DIRECTIONS.
Reproduce the data exactly; no word may be added or dropped.

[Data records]
━━━━

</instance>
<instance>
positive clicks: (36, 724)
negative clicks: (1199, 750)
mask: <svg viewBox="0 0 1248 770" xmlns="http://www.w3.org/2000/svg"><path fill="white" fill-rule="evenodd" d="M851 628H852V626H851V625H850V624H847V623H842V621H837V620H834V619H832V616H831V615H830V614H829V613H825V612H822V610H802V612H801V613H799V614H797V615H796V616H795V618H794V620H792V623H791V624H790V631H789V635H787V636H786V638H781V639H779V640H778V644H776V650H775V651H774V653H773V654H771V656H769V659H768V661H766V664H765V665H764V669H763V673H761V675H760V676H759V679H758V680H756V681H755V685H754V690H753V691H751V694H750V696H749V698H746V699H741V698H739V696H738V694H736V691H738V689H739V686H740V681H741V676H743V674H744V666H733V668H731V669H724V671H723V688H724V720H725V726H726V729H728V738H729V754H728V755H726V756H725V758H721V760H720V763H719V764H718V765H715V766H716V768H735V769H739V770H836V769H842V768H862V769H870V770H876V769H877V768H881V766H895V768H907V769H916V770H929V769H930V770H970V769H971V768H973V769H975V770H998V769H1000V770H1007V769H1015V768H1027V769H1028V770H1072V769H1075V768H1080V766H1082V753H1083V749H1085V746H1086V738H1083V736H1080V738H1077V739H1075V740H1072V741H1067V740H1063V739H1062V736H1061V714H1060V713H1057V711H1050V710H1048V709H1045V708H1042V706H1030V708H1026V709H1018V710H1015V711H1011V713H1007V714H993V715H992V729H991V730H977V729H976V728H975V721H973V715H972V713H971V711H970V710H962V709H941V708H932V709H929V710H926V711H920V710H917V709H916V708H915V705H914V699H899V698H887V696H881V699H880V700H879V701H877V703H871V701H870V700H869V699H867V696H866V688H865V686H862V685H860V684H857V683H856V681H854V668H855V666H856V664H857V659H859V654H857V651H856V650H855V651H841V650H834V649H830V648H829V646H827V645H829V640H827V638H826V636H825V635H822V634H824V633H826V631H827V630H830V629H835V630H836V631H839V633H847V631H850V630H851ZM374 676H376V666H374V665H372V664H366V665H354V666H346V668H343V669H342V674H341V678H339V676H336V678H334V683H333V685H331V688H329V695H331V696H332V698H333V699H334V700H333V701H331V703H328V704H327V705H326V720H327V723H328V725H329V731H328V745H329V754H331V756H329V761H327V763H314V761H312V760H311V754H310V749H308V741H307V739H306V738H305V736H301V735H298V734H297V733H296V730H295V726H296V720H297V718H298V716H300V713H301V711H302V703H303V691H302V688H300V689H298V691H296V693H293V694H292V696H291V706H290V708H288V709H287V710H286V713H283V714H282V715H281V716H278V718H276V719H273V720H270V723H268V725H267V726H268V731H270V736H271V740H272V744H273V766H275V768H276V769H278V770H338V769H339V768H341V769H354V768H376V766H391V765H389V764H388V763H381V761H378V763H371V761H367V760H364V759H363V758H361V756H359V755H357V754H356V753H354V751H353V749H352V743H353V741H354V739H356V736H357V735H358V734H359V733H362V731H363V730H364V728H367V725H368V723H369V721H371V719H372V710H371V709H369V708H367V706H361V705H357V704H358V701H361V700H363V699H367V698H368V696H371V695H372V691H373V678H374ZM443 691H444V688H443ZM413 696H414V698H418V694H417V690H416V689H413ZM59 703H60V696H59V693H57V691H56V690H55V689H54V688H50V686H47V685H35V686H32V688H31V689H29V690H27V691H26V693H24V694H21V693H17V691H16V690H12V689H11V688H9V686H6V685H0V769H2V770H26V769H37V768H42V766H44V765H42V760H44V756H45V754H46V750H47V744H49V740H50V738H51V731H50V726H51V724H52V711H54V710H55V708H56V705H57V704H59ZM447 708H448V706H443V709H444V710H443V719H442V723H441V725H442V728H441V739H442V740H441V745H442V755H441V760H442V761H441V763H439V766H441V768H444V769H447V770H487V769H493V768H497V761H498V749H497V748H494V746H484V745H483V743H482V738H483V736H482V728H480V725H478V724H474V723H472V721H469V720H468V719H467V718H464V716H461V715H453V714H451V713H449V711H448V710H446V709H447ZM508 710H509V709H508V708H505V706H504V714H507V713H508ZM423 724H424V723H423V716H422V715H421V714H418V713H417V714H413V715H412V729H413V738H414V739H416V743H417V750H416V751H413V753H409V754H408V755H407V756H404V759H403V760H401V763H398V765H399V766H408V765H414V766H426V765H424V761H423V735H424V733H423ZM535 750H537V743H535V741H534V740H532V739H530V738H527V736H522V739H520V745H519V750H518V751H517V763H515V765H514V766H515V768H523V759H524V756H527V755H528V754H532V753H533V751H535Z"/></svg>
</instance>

━━━━

RESULT OF THIS TASK.
</instance>
<instance>
positive clicks: (36, 724)
negative clicks: (1199, 750)
mask: <svg viewBox="0 0 1248 770" xmlns="http://www.w3.org/2000/svg"><path fill="white" fill-rule="evenodd" d="M851 628H852V626H851V625H850V624H847V623H842V621H837V620H834V619H832V616H831V615H830V614H829V613H825V612H822V610H802V612H801V613H799V614H797V615H796V616H795V618H794V620H792V623H791V624H790V631H789V635H787V636H786V638H781V639H779V640H778V644H776V650H775V651H774V653H773V654H771V656H769V659H768V661H766V664H765V665H764V669H763V673H761V675H760V676H759V679H758V680H756V681H755V685H754V690H753V691H751V694H750V696H749V698H746V699H741V698H739V696H738V694H736V691H738V689H739V686H740V681H741V676H743V674H744V666H733V668H731V669H724V671H723V688H724V720H725V726H726V729H728V738H729V754H728V755H726V756H725V758H721V760H720V763H719V764H718V765H715V766H716V768H735V769H739V770H836V769H842V768H862V769H870V770H876V769H877V768H881V766H895V768H907V769H916V770H929V769H930V770H970V769H971V768H973V769H975V770H998V769H1000V770H1007V769H1015V768H1027V769H1028V770H1072V769H1075V768H1080V766H1082V753H1083V749H1085V746H1086V738H1083V736H1080V738H1077V739H1075V740H1072V741H1067V740H1063V739H1062V736H1061V714H1060V713H1057V711H1050V710H1048V709H1045V708H1042V706H1030V708H1026V709H1018V710H1015V711H1011V713H1007V714H993V715H992V729H991V730H977V729H976V728H975V721H973V715H972V713H971V711H970V710H962V709H941V708H932V709H929V710H926V711H920V710H917V709H916V708H915V705H914V699H899V698H887V696H881V699H880V700H879V701H877V703H871V701H870V700H869V699H867V696H866V688H865V686H862V685H860V684H857V683H856V681H854V668H855V666H856V664H857V659H859V654H857V651H856V650H855V651H841V650H834V649H830V648H829V646H827V645H829V640H827V638H826V636H825V635H822V634H824V633H826V631H827V630H830V629H835V630H836V631H839V633H847V631H850V630H851ZM374 676H376V666H374V665H372V664H366V665H354V666H346V668H343V669H342V674H341V678H339V676H336V678H334V683H333V685H331V688H329V695H331V696H332V698H333V699H334V700H333V701H331V703H328V704H327V705H326V720H327V723H328V725H329V731H328V745H329V754H331V756H329V761H327V763H314V761H312V760H311V754H310V749H308V741H307V739H306V738H305V736H301V735H298V734H297V733H296V730H295V726H296V720H297V718H298V716H300V713H301V711H302V703H303V691H302V688H300V689H298V691H296V693H293V694H292V696H291V706H290V708H288V709H287V710H286V713H283V714H282V715H281V716H278V718H276V719H273V720H270V723H268V725H267V726H268V731H270V736H271V740H272V744H273V766H275V768H276V769H278V770H338V769H339V768H341V769H354V768H376V766H391V765H389V764H388V763H381V761H378V763H371V761H367V760H364V759H363V758H361V756H359V755H357V754H356V753H354V751H353V749H352V743H353V741H354V739H356V736H357V735H358V734H359V733H362V731H363V730H364V728H367V725H368V723H369V721H371V719H372V710H371V709H369V708H367V706H361V705H357V704H358V701H361V700H363V699H367V698H368V696H371V695H372V691H373V678H374ZM443 691H444V688H443ZM413 696H414V698H418V694H417V690H416V689H413ZM59 703H60V696H59V693H57V691H56V690H55V689H54V688H50V686H47V685H35V686H32V688H31V689H29V690H27V691H26V693H24V694H21V693H17V691H16V690H12V689H11V688H9V686H6V685H0V769H2V770H26V769H37V768H42V766H44V765H42V760H44V756H45V754H46V750H47V744H49V740H50V738H51V731H50V726H51V724H52V711H54V710H55V708H56V705H57V704H59ZM447 708H448V706H443V709H444V710H443V719H442V723H441V725H442V728H441V739H442V740H441V745H442V755H441V760H442V761H441V763H439V766H441V768H444V769H447V770H487V769H493V768H497V761H498V749H497V748H494V746H484V745H483V743H482V738H483V736H482V728H480V725H478V724H474V723H472V721H469V720H468V719H467V718H464V716H461V715H453V714H451V713H449V711H448V710H446V709H447ZM508 710H509V709H508V708H505V706H504V714H507V713H508ZM423 724H424V723H423V716H422V715H421V714H418V713H417V714H413V715H412V729H413V738H414V739H416V743H417V750H416V751H413V753H409V754H408V755H407V756H404V759H403V760H401V763H398V765H399V766H408V765H414V766H426V765H424V761H423V735H424V733H423ZM535 750H537V743H535V741H534V740H532V739H530V738H527V736H522V739H520V745H519V750H518V751H517V763H515V765H514V766H515V768H523V759H524V756H527V755H528V754H532V753H533V751H535Z"/></svg>
</instance>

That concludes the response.